╭─ DATA SHOWN

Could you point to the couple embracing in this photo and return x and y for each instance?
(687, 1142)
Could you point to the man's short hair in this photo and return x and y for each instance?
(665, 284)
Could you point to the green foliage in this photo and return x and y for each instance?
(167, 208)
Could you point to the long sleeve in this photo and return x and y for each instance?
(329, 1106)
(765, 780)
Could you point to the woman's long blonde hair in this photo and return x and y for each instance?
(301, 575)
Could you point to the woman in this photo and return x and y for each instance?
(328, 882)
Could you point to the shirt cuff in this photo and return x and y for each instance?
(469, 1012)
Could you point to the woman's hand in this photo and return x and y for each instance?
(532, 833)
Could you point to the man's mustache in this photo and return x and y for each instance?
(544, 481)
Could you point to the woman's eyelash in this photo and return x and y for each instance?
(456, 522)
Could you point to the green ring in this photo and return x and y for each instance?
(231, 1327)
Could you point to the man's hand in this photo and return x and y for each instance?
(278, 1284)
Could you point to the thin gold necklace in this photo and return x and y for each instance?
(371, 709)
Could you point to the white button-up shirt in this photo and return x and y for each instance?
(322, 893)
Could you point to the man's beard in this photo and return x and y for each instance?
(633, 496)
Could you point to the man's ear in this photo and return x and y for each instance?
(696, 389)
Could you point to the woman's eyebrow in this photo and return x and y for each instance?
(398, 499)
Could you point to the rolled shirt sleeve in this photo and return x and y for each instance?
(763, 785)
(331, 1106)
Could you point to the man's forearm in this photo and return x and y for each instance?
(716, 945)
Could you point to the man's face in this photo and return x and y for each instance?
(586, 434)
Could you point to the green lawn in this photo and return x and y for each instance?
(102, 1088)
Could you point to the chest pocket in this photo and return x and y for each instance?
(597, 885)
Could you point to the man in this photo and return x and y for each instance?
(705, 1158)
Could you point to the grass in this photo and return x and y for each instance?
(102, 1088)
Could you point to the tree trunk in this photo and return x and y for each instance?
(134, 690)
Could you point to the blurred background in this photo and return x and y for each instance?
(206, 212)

╰─
╭─ DATA SHOWN

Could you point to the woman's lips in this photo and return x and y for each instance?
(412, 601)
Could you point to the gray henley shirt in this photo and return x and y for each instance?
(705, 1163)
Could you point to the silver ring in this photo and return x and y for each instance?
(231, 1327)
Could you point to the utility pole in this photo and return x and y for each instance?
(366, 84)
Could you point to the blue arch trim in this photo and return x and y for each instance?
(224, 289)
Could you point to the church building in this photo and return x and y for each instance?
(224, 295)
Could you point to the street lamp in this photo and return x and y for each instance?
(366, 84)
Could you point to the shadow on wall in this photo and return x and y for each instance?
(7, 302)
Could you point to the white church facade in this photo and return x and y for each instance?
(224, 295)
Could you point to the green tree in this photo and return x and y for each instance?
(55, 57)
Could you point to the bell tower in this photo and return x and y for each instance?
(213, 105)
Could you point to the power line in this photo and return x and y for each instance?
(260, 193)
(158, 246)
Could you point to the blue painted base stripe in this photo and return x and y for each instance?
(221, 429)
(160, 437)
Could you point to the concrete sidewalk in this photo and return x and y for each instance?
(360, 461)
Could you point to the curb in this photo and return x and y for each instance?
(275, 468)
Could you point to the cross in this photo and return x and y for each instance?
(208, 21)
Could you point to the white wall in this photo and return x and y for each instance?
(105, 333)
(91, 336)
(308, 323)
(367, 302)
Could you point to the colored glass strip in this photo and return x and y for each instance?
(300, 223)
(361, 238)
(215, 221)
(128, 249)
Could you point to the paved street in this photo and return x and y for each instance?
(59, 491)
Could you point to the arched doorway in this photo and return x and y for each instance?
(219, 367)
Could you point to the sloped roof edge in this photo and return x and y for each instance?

╰─
╭─ DATA SHOWN

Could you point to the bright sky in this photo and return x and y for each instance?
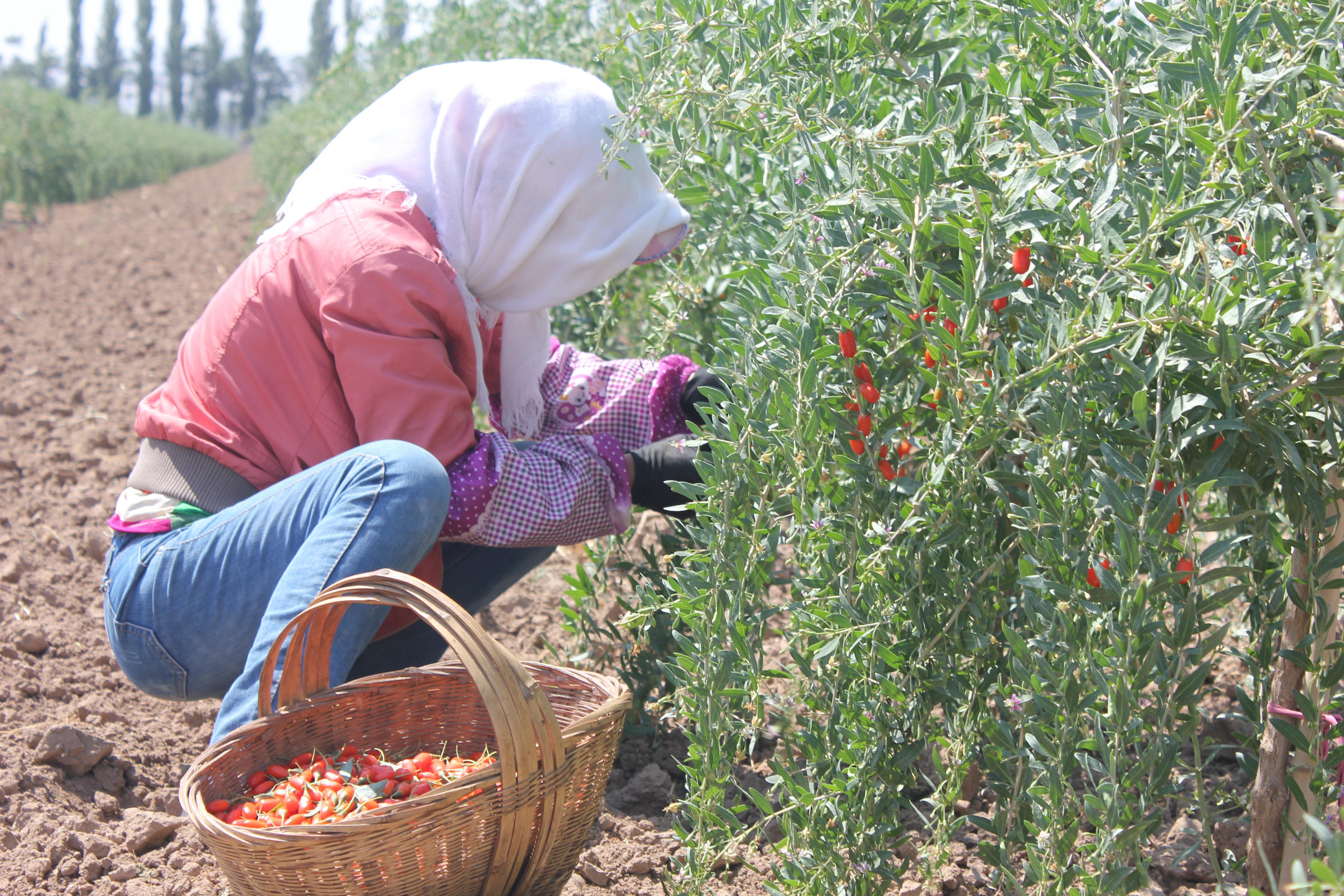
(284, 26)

╰─

PROBLEM TO SOLVE:
The lines above from the one containing "Could you point to the curb" through the one containing "Could you point to the sloped" are to be set down exactly, and no others.

WORKED SOLUTION:
Could you point to the curb in this photo and return x and y for each instance?
(275, 468)
Could you point to the cross in this photo and return x and y for each instance?
(208, 21)
Could you point to the white wall in this photo and return x and y for each instance?
(105, 333)
(91, 336)
(308, 323)
(367, 302)
Could you point to the colored glass strip in this photo and return x and y for each instance?
(300, 223)
(361, 238)
(215, 221)
(128, 249)
Could you point to the paved street in this photo and return x and y for each instance?
(59, 491)
Could you point to the arched doorway in this photo and return x and y for each instance?
(219, 367)
Could you point to the sloped roof edge in this photo and return x and y for each instance?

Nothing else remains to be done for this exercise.